Task directions:
From the first line to the last, print the data exactly.

(Stored items from a collection)
★ ★ ★ ★ ★ ★ ★

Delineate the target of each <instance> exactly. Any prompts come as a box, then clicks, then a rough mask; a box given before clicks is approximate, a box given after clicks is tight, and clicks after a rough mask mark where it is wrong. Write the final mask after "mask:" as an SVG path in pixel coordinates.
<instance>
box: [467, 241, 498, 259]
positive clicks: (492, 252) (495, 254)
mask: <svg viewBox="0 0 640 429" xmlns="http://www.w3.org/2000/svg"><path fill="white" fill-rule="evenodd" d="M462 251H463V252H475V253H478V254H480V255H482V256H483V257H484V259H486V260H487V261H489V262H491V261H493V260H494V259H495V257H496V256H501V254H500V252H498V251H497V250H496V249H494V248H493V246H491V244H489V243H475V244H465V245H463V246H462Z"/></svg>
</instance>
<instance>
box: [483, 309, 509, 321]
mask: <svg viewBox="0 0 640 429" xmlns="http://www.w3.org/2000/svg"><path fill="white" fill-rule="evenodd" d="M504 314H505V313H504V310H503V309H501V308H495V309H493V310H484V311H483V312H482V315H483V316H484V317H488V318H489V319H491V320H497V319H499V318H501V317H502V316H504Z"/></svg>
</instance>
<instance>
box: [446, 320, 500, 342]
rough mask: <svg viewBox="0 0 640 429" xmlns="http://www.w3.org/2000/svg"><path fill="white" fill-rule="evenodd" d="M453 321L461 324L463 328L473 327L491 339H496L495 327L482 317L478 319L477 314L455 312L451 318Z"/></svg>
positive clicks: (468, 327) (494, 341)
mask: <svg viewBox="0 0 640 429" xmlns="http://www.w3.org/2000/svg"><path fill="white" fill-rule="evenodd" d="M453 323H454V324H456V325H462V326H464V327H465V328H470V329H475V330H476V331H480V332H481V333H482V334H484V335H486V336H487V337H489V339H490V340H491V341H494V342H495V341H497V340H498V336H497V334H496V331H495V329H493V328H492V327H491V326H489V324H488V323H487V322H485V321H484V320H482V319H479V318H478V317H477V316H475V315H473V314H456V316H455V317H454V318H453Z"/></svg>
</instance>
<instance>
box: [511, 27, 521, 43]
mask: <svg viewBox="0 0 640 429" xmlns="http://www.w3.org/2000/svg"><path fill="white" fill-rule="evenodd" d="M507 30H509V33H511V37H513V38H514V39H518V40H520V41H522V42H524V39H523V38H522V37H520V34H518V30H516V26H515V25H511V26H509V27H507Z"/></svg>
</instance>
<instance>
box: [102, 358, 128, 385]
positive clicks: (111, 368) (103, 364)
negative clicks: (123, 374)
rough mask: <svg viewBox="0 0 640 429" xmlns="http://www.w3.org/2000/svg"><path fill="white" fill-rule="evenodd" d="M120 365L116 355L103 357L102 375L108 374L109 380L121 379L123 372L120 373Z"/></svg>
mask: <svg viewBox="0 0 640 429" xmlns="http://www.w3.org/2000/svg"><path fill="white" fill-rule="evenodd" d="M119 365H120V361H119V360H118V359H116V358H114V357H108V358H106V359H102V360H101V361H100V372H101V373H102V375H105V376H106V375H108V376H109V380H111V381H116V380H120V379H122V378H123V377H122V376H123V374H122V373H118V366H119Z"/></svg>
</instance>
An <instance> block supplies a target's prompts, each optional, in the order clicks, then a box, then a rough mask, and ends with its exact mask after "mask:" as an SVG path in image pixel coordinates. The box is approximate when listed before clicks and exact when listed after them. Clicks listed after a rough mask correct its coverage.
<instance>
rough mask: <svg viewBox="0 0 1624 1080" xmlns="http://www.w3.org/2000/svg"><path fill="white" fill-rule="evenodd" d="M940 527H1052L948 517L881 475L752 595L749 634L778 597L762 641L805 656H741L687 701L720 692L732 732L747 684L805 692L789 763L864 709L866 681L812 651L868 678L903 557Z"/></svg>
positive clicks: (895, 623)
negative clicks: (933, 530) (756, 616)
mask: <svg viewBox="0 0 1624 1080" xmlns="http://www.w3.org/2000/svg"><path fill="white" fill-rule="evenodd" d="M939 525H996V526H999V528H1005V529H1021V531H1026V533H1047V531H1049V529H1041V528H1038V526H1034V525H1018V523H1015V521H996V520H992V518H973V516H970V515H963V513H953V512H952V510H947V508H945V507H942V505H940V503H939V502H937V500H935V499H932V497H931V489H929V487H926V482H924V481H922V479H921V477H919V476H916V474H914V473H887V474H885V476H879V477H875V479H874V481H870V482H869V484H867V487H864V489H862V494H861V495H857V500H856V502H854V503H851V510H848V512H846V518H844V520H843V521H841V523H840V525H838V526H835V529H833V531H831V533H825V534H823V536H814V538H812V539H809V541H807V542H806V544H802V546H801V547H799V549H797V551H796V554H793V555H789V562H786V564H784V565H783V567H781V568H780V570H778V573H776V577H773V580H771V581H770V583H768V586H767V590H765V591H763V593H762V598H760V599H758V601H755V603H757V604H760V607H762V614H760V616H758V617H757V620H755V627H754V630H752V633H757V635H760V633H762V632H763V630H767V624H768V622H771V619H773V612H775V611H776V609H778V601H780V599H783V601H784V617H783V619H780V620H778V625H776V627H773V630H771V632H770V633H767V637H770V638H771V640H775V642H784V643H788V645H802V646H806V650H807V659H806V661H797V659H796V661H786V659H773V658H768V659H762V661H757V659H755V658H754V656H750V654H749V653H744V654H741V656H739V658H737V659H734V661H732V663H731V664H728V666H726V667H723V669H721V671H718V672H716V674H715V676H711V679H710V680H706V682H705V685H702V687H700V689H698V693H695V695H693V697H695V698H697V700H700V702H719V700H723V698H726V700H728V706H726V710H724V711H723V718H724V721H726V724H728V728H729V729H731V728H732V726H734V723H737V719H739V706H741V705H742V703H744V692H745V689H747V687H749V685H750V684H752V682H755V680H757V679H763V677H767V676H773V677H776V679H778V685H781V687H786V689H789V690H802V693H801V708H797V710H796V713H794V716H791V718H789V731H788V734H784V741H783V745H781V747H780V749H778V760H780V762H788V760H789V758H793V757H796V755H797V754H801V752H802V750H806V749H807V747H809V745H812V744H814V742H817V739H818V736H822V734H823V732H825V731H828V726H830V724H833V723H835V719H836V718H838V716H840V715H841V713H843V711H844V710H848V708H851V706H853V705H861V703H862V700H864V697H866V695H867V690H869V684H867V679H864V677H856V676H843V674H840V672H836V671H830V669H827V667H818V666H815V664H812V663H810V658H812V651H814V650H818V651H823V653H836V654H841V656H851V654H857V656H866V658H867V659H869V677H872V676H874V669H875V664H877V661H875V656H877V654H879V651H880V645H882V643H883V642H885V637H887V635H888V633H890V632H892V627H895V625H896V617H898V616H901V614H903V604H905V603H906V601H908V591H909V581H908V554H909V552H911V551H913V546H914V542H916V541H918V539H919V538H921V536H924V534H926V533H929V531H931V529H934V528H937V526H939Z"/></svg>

★ ★ ★ ★ ★ ★ ★

Answer to the exercise:
Delineate the target of each <instance> exactly. Any prompts come as a box, then clicks, then a rough mask; a box given before clicks is approximate, a box given after clicks is tight, and clicks after a rough mask mark where it is wrong. Write the final mask after "mask:" as an SVG path in pixel coordinates.
<instance>
box: [467, 241, 498, 259]
positive clicks: (492, 252) (495, 254)
mask: <svg viewBox="0 0 640 429" xmlns="http://www.w3.org/2000/svg"><path fill="white" fill-rule="evenodd" d="M462 251H463V252H475V253H478V254H480V255H482V256H483V257H484V259H486V260H487V261H489V262H491V261H493V260H494V259H495V257H496V256H501V254H500V252H498V251H497V250H496V249H494V248H493V246H491V244H489V243H475V244H465V245H463V246H462Z"/></svg>
</instance>
<instance>
box: [483, 309, 509, 321]
mask: <svg viewBox="0 0 640 429" xmlns="http://www.w3.org/2000/svg"><path fill="white" fill-rule="evenodd" d="M504 314H505V313H504V310H503V309H501V308H495V309H493V310H484V311H483V312H482V315H483V316H484V317H488V318H489V319H491V320H497V319H499V318H501V317H502V316H504Z"/></svg>
</instance>
<instance>
box: [446, 320, 500, 342]
rough mask: <svg viewBox="0 0 640 429" xmlns="http://www.w3.org/2000/svg"><path fill="white" fill-rule="evenodd" d="M453 321L461 324L463 328L473 327L491 339H496L495 327L482 317L478 319L477 314L455 312L451 318Z"/></svg>
positive clicks: (468, 327) (494, 341)
mask: <svg viewBox="0 0 640 429" xmlns="http://www.w3.org/2000/svg"><path fill="white" fill-rule="evenodd" d="M453 323H454V324H456V325H462V326H464V327H465V328H470V329H475V330H476V331H480V332H481V333H482V334H484V335H486V336H487V337H489V339H490V340H491V341H494V342H495V341H497V340H498V336H497V334H496V331H495V329H493V328H492V327H491V326H489V324H488V323H487V322H485V321H484V320H482V319H479V318H478V317H477V316H475V315H473V314H456V316H455V317H454V318H453Z"/></svg>
</instance>
<instance>
box: [511, 27, 521, 43]
mask: <svg viewBox="0 0 640 429" xmlns="http://www.w3.org/2000/svg"><path fill="white" fill-rule="evenodd" d="M507 30H509V33H511V37H513V38H514V39H518V40H520V41H522V42H524V39H523V38H522V37H520V34H518V30H516V26H515V25H511V26H509V27H507Z"/></svg>
</instance>
<instance>
box: [102, 358, 128, 385]
positive clicks: (111, 368) (103, 364)
negative clicks: (123, 374)
rough mask: <svg viewBox="0 0 640 429" xmlns="http://www.w3.org/2000/svg"><path fill="white" fill-rule="evenodd" d="M120 365L116 355L103 357L102 375L108 374L109 380L121 379L123 372L120 373Z"/></svg>
mask: <svg viewBox="0 0 640 429" xmlns="http://www.w3.org/2000/svg"><path fill="white" fill-rule="evenodd" d="M119 365H120V361H119V360H118V359H116V358H114V357H108V358H106V359H102V360H101V361H100V372H101V373H102V375H105V376H106V375H108V376H109V380H111V381H116V380H120V379H122V378H123V377H122V376H123V374H122V373H118V366H119Z"/></svg>
</instance>
An <instance> block supplies a target's prompts, each optional, in the order clicks, then a box, then a rough mask, and ends with its exact mask after "mask:" as an SVG path in image pixel coordinates. The box is approximate when listed before clicks and exact when listed after them. Clicks listed after a rough mask correct its coverage.
<instance>
rough mask: <svg viewBox="0 0 1624 1080" xmlns="http://www.w3.org/2000/svg"><path fill="white" fill-rule="evenodd" d="M940 527H1052L948 517L881 475L752 595L749 634L778 597L762 641L805 656H741L687 701L720 692L732 732L747 684L805 692L789 763L864 709L866 681L812 651L868 678L903 557Z"/></svg>
positive clicks: (895, 623)
negative clicks: (933, 530) (756, 616)
mask: <svg viewBox="0 0 1624 1080" xmlns="http://www.w3.org/2000/svg"><path fill="white" fill-rule="evenodd" d="M939 525H996V526H999V528H1005V529H1021V531H1026V533H1047V531H1049V529H1041V528H1038V526H1034V525H1018V523H1015V521H996V520H992V518H973V516H970V515H963V513H953V512H952V510H947V508H945V507H942V505H940V503H939V502H937V500H935V499H932V497H931V489H929V487H926V482H924V481H922V479H921V477H919V476H916V474H914V473H887V474H885V476H879V477H875V479H874V481H870V482H869V484H867V487H864V489H862V494H861V495H857V500H856V502H854V503H851V510H848V512H846V518H844V520H843V521H841V523H840V525H838V526H835V529H833V531H831V533H825V534H823V536H814V538H812V539H809V541H807V542H806V544H802V546H801V547H799V549H797V551H796V554H793V555H789V562H786V564H784V565H783V567H781V568H780V570H778V573H776V577H773V580H771V581H770V583H768V586H767V590H765V591H763V593H762V598H760V599H758V601H755V603H757V604H760V607H762V614H760V616H758V617H757V620H755V627H754V630H752V633H757V635H760V633H762V632H763V630H767V624H768V622H771V619H773V612H775V611H776V609H778V601H780V599H783V601H784V617H783V619H780V620H778V625H776V627H773V630H771V632H770V633H767V637H770V638H771V640H775V642H784V643H788V645H802V646H806V650H807V659H806V661H797V659H796V661H786V659H773V658H768V659H762V661H757V659H755V658H754V656H750V654H749V653H744V654H741V656H739V658H737V659H734V661H732V663H731V664H728V666H726V667H723V669H721V671H718V672H716V674H715V676H711V679H710V680H706V682H705V685H702V687H700V689H698V693H695V695H693V697H695V698H697V700H700V702H719V700H723V698H726V700H728V706H726V710H724V711H723V718H724V721H726V724H728V728H729V729H731V728H732V726H734V723H737V719H739V706H741V705H742V703H744V692H745V689H747V687H749V685H750V684H752V682H755V680H757V679H763V677H767V676H773V677H776V679H778V685H781V687H786V689H789V690H802V693H801V708H797V710H796V713H794V716H791V718H789V731H788V734H784V741H783V745H781V747H780V749H778V760H780V762H788V760H789V758H793V757H796V755H797V754H801V752H802V750H806V749H807V747H809V745H812V744H814V742H817V739H818V736H822V734H823V732H825V731H828V726H830V724H833V723H835V719H836V718H838V716H840V715H841V713H843V711H844V710H848V708H851V706H853V705H861V703H862V700H864V697H866V695H867V690H869V684H867V679H864V677H856V676H843V674H840V672H836V671H830V669H827V667H818V666H815V664H812V663H810V658H812V651H814V650H818V651H823V653H836V654H841V656H851V654H857V656H866V658H867V659H869V677H872V676H874V669H875V664H877V661H875V656H877V654H879V651H880V645H882V643H883V642H885V637H887V635H888V633H890V632H892V627H895V625H896V617H898V616H901V614H903V604H905V603H906V601H908V591H909V581H908V554H909V552H911V551H913V546H914V542H916V541H918V539H919V538H921V536H924V534H926V533H929V531H931V529H934V528H937V526H939Z"/></svg>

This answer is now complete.